_Materials provided_
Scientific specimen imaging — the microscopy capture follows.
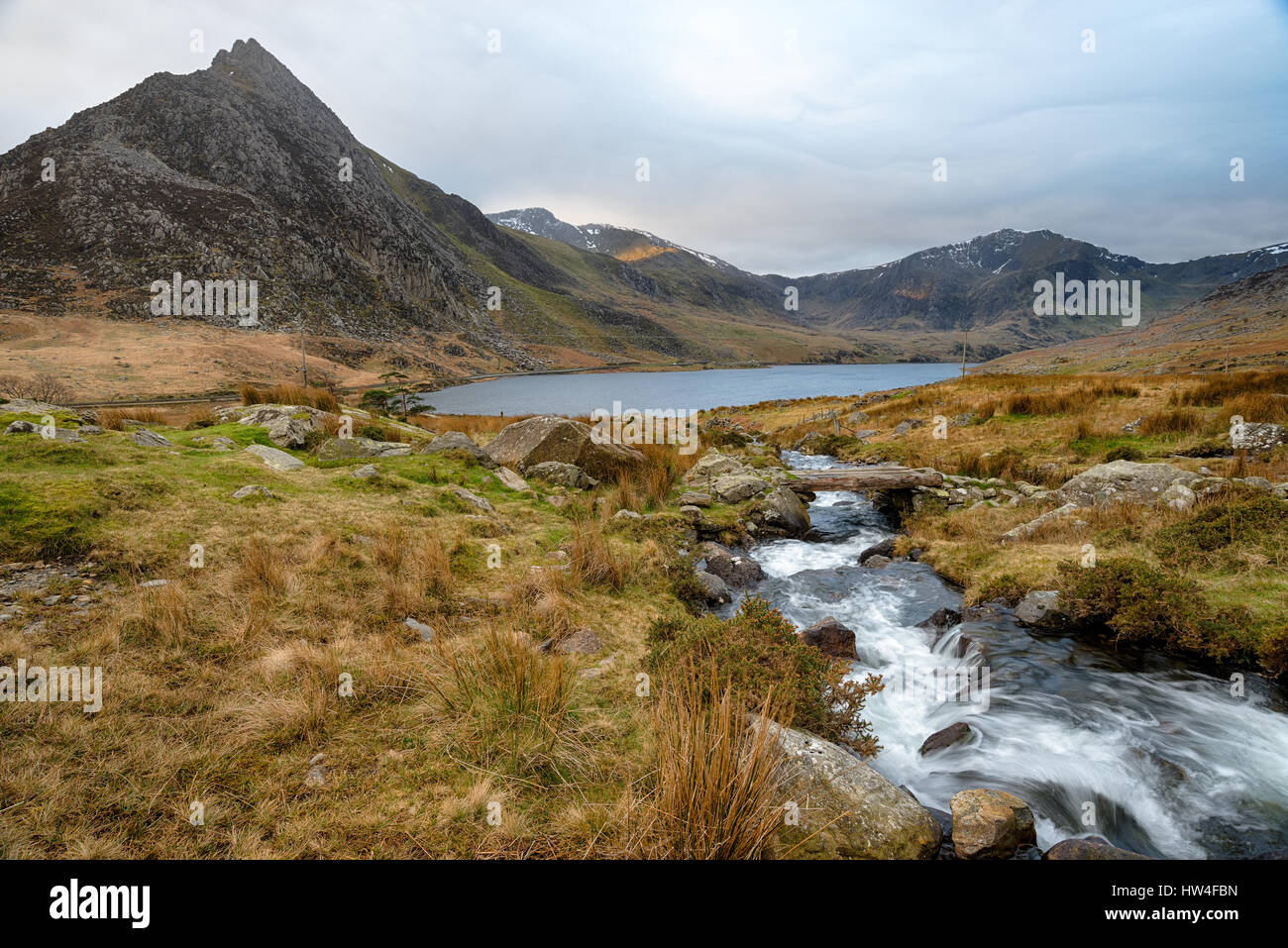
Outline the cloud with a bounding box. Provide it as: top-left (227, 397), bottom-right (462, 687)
top-left (0, 0), bottom-right (1288, 274)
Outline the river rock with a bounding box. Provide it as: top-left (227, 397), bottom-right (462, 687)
top-left (697, 570), bottom-right (733, 605)
top-left (917, 721), bottom-right (975, 758)
top-left (1015, 588), bottom-right (1060, 626)
top-left (524, 461), bottom-right (599, 490)
top-left (485, 415), bottom-right (644, 480)
top-left (693, 543), bottom-right (765, 588)
top-left (246, 445), bottom-right (304, 471)
top-left (859, 537), bottom-right (894, 566)
top-left (493, 465), bottom-right (528, 490)
top-left (1056, 461), bottom-right (1199, 507)
top-left (800, 616), bottom-right (859, 661)
top-left (915, 608), bottom-right (962, 632)
top-left (750, 487), bottom-right (810, 537)
top-left (711, 474), bottom-right (769, 503)
top-left (130, 428), bottom-right (174, 448)
top-left (683, 448), bottom-right (747, 484)
top-left (318, 435), bottom-right (411, 461)
top-left (1042, 836), bottom-right (1149, 859)
top-left (952, 790), bottom-right (1037, 859)
top-left (420, 432), bottom-right (496, 468)
top-left (752, 717), bottom-right (943, 859)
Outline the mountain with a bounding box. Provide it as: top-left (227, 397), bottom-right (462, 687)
top-left (0, 40), bottom-right (1288, 374)
top-left (980, 263), bottom-right (1288, 373)
top-left (0, 40), bottom-right (841, 370)
top-left (488, 207), bottom-right (1288, 360)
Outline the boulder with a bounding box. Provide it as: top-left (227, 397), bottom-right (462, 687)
top-left (523, 461), bottom-right (599, 490)
top-left (318, 435), bottom-right (411, 461)
top-left (695, 548), bottom-right (765, 588)
top-left (697, 570), bottom-right (733, 605)
top-left (752, 717), bottom-right (943, 859)
top-left (494, 467), bottom-right (528, 490)
top-left (684, 448), bottom-right (747, 484)
top-left (1042, 836), bottom-right (1149, 859)
top-left (711, 474), bottom-right (769, 503)
top-left (130, 428), bottom-right (174, 448)
top-left (950, 790), bottom-right (1038, 859)
top-left (246, 445), bottom-right (304, 471)
top-left (917, 721), bottom-right (975, 758)
top-left (751, 487), bottom-right (810, 537)
top-left (859, 537), bottom-right (894, 566)
top-left (679, 490), bottom-right (711, 507)
top-left (915, 609), bottom-right (962, 632)
top-left (420, 432), bottom-right (496, 468)
top-left (233, 484), bottom-right (274, 500)
top-left (1056, 461), bottom-right (1199, 507)
top-left (1015, 588), bottom-right (1060, 626)
top-left (447, 484), bottom-right (496, 514)
top-left (800, 616), bottom-right (859, 662)
top-left (486, 415), bottom-right (644, 479)
top-left (1231, 421), bottom-right (1288, 451)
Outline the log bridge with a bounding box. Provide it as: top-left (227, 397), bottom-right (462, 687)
top-left (787, 465), bottom-right (944, 493)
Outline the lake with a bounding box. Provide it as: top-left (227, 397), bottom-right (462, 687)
top-left (419, 362), bottom-right (961, 415)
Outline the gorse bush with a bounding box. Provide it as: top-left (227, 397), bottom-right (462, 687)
top-left (648, 596), bottom-right (883, 756)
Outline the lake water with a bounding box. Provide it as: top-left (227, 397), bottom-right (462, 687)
top-left (419, 362), bottom-right (961, 415)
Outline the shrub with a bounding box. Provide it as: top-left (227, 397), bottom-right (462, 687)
top-left (648, 596), bottom-right (883, 756)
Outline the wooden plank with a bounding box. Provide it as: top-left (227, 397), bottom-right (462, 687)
top-left (787, 465), bottom-right (944, 493)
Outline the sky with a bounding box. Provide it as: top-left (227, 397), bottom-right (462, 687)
top-left (0, 0), bottom-right (1288, 275)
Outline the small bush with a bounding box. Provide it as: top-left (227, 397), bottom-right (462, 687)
top-left (648, 596), bottom-right (883, 756)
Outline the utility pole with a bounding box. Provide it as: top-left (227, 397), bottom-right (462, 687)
top-left (300, 313), bottom-right (309, 387)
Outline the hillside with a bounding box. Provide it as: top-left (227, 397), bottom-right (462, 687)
top-left (980, 265), bottom-right (1288, 372)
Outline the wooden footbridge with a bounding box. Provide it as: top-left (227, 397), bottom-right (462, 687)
top-left (787, 465), bottom-right (944, 493)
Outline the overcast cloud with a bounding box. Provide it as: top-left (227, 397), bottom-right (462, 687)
top-left (0, 0), bottom-right (1288, 275)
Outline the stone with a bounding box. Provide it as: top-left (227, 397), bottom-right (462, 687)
top-left (485, 415), bottom-right (644, 480)
top-left (1001, 501), bottom-right (1082, 544)
top-left (524, 461), bottom-right (599, 490)
top-left (800, 616), bottom-right (859, 662)
top-left (751, 717), bottom-right (943, 859)
top-left (419, 432), bottom-right (496, 468)
top-left (1042, 836), bottom-right (1149, 861)
top-left (915, 608), bottom-right (962, 631)
top-left (493, 467), bottom-right (528, 490)
top-left (693, 548), bottom-right (765, 588)
top-left (1056, 461), bottom-right (1199, 507)
top-left (859, 537), bottom-right (894, 566)
top-left (711, 474), bottom-right (769, 503)
top-left (447, 484), bottom-right (496, 514)
top-left (697, 570), bottom-right (733, 605)
top-left (751, 487), bottom-right (810, 537)
top-left (246, 445), bottom-right (304, 472)
top-left (1231, 421), bottom-right (1288, 451)
top-left (130, 428), bottom-right (174, 448)
top-left (1015, 588), bottom-right (1060, 626)
top-left (403, 616), bottom-right (434, 642)
top-left (233, 484), bottom-right (273, 500)
top-left (950, 790), bottom-right (1037, 859)
top-left (917, 721), bottom-right (975, 758)
top-left (318, 435), bottom-right (411, 461)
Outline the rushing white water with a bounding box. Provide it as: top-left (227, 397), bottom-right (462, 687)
top-left (731, 455), bottom-right (1288, 858)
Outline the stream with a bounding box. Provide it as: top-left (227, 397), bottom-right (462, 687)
top-left (726, 451), bottom-right (1288, 858)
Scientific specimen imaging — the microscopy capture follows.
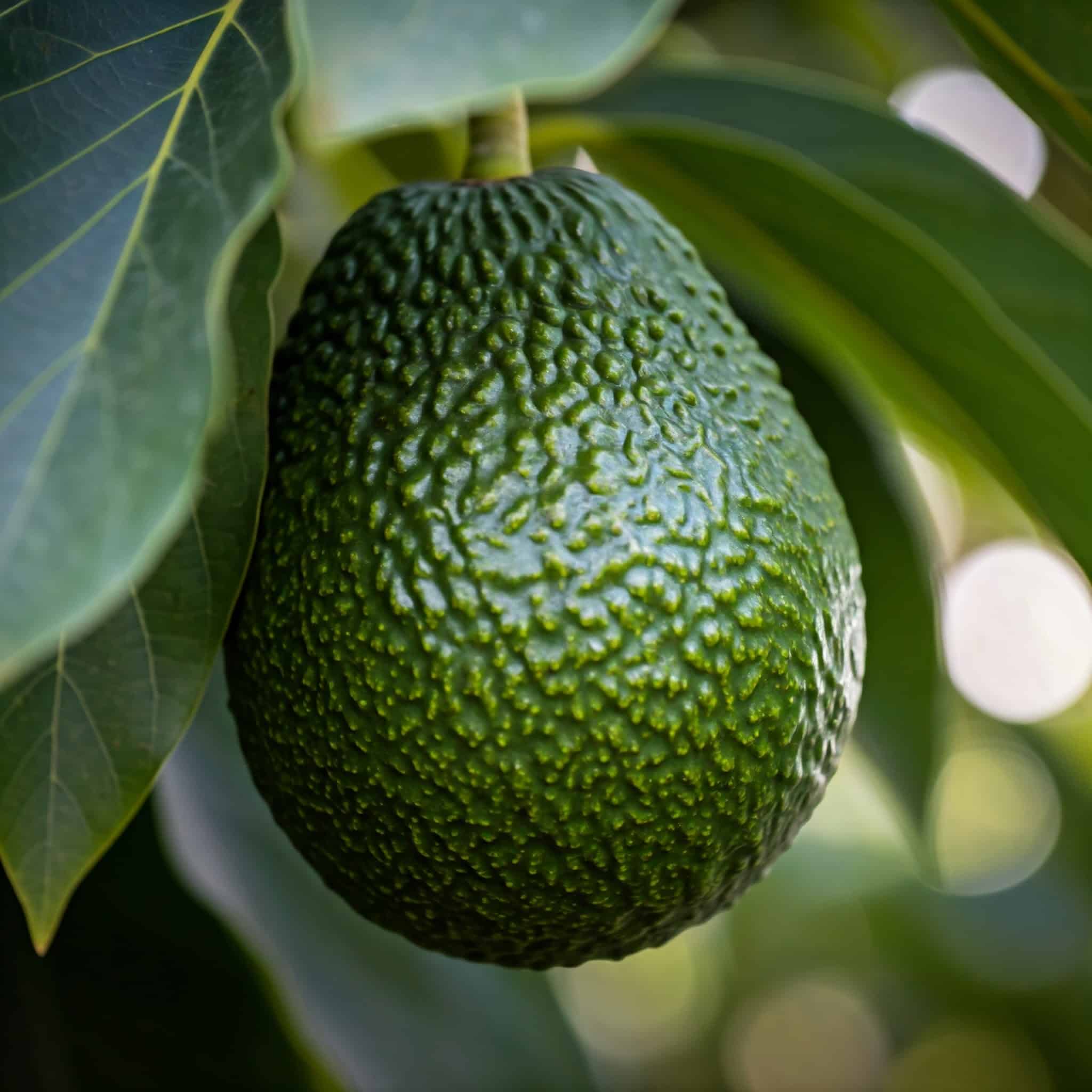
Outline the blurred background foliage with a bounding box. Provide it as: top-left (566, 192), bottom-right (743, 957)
top-left (9, 0), bottom-right (1092, 1092)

_What you are asked to do_
Can you reproduce the entire listing above with "bounding box" replaced by "rectangle" everywhere it occurs, changing nothing else and leaving out the pictures?

_Written answer_
Scientific specimen imaging — the microscopy capture follows.
Outline the cloud with a rectangle. Provide it as: top-left (227, 397), bottom-right (462, 687)
top-left (0, 0), bottom-right (1288, 274)
Outline the river rock with a rectangle. Provide it as: top-left (227, 397), bottom-right (462, 687)
top-left (697, 570), bottom-right (733, 605)
top-left (917, 721), bottom-right (975, 758)
top-left (1015, 588), bottom-right (1060, 626)
top-left (524, 461), bottom-right (599, 490)
top-left (485, 415), bottom-right (644, 480)
top-left (693, 543), bottom-right (765, 588)
top-left (246, 445), bottom-right (304, 471)
top-left (859, 537), bottom-right (894, 566)
top-left (493, 465), bottom-right (528, 490)
top-left (1056, 461), bottom-right (1199, 507)
top-left (800, 616), bottom-right (859, 661)
top-left (915, 608), bottom-right (962, 632)
top-left (750, 487), bottom-right (810, 537)
top-left (711, 474), bottom-right (769, 503)
top-left (130, 428), bottom-right (174, 448)
top-left (683, 448), bottom-right (747, 484)
top-left (318, 435), bottom-right (411, 461)
top-left (1042, 836), bottom-right (1149, 859)
top-left (952, 790), bottom-right (1037, 859)
top-left (420, 432), bottom-right (496, 468)
top-left (752, 717), bottom-right (943, 859)
Outline the mountain with a rectangle. Provide it as: top-left (227, 397), bottom-right (462, 687)
top-left (0, 40), bottom-right (1288, 374)
top-left (980, 263), bottom-right (1288, 373)
top-left (0, 40), bottom-right (841, 370)
top-left (488, 207), bottom-right (1288, 360)
Outline the boulder with a rectangle. Provide it as: top-left (227, 397), bottom-right (462, 687)
top-left (523, 461), bottom-right (599, 490)
top-left (318, 435), bottom-right (411, 461)
top-left (695, 548), bottom-right (765, 588)
top-left (697, 570), bottom-right (733, 605)
top-left (752, 717), bottom-right (943, 859)
top-left (494, 467), bottom-right (528, 490)
top-left (684, 448), bottom-right (747, 484)
top-left (1042, 836), bottom-right (1149, 859)
top-left (711, 474), bottom-right (769, 503)
top-left (130, 428), bottom-right (174, 448)
top-left (950, 790), bottom-right (1038, 859)
top-left (246, 445), bottom-right (304, 471)
top-left (917, 721), bottom-right (975, 758)
top-left (751, 487), bottom-right (810, 537)
top-left (859, 537), bottom-right (894, 566)
top-left (679, 490), bottom-right (711, 507)
top-left (915, 609), bottom-right (962, 632)
top-left (420, 432), bottom-right (496, 468)
top-left (233, 484), bottom-right (274, 500)
top-left (1056, 461), bottom-right (1199, 507)
top-left (1015, 588), bottom-right (1060, 626)
top-left (447, 484), bottom-right (496, 514)
top-left (800, 616), bottom-right (859, 662)
top-left (486, 415), bottom-right (644, 479)
top-left (1231, 421), bottom-right (1288, 451)
Outline the log bridge with a rectangle. Provide it as: top-left (227, 397), bottom-right (462, 687)
top-left (787, 465), bottom-right (944, 493)
Outline the lake with a rectangle. Provide it as: top-left (227, 397), bottom-right (462, 687)
top-left (419, 362), bottom-right (961, 415)
Outline the gorse bush with a rectangle. Provide it as: top-left (227, 397), bottom-right (462, 687)
top-left (648, 596), bottom-right (883, 756)
Outline the lake water with a rectangle. Provide it as: top-left (227, 397), bottom-right (462, 687)
top-left (419, 362), bottom-right (961, 415)
Outline the shrub with a rectangle. Provide it as: top-left (227, 397), bottom-right (462, 687)
top-left (648, 596), bottom-right (883, 756)
Outline the wooden plank with a rectangle. Provide it as: top-left (227, 397), bottom-right (462, 687)
top-left (787, 465), bottom-right (944, 493)
Outline the sky with a rectangle. Provide it as: top-left (227, 397), bottom-right (462, 687)
top-left (0, 0), bottom-right (1288, 275)
Outline the small bush with a rectangle. Provide it as: top-left (227, 397), bottom-right (462, 687)
top-left (648, 596), bottom-right (883, 756)
Outline the utility pole with a rectangle. Provide it as: top-left (227, 397), bottom-right (462, 687)
top-left (300, 313), bottom-right (309, 387)
Outline the hillside with a rectangle. Provide it as: top-left (227, 397), bottom-right (462, 687)
top-left (980, 265), bottom-right (1288, 372)
Outline the wooden footbridge with a rectangle. Provide it as: top-left (227, 397), bottom-right (462, 687)
top-left (787, 465), bottom-right (944, 493)
Outline the overcast cloud with a rectangle. Provide it as: top-left (227, 397), bottom-right (462, 687)
top-left (0, 0), bottom-right (1288, 275)
Outline the stone with a rectangle. Provide it as: top-left (227, 397), bottom-right (462, 687)
top-left (485, 415), bottom-right (644, 480)
top-left (1001, 501), bottom-right (1082, 544)
top-left (524, 461), bottom-right (599, 490)
top-left (800, 616), bottom-right (859, 662)
top-left (751, 717), bottom-right (943, 859)
top-left (419, 432), bottom-right (496, 468)
top-left (1042, 836), bottom-right (1149, 861)
top-left (915, 608), bottom-right (962, 631)
top-left (493, 467), bottom-right (528, 490)
top-left (693, 548), bottom-right (765, 588)
top-left (1056, 461), bottom-right (1199, 507)
top-left (859, 537), bottom-right (894, 566)
top-left (711, 474), bottom-right (769, 503)
top-left (447, 484), bottom-right (496, 514)
top-left (697, 570), bottom-right (733, 605)
top-left (751, 487), bottom-right (810, 537)
top-left (246, 445), bottom-right (304, 472)
top-left (1231, 421), bottom-right (1288, 451)
top-left (130, 428), bottom-right (174, 448)
top-left (1015, 588), bottom-right (1060, 626)
top-left (403, 616), bottom-right (434, 642)
top-left (233, 484), bottom-right (273, 500)
top-left (950, 790), bottom-right (1037, 859)
top-left (917, 721), bottom-right (975, 758)
top-left (318, 435), bottom-right (411, 461)
Outline the rushing white water with a rectangle. Provide it as: top-left (227, 397), bottom-right (462, 687)
top-left (731, 455), bottom-right (1288, 858)
Outline the stream with a rectangle. Provide it as: top-left (227, 397), bottom-right (462, 687)
top-left (726, 451), bottom-right (1288, 858)
Scientific specimen imaging — the microscopy capture follows.
Outline the blurred background foliage with a rectangle. Provide it as: top-left (566, 192), bottom-right (743, 957)
top-left (9, 0), bottom-right (1092, 1092)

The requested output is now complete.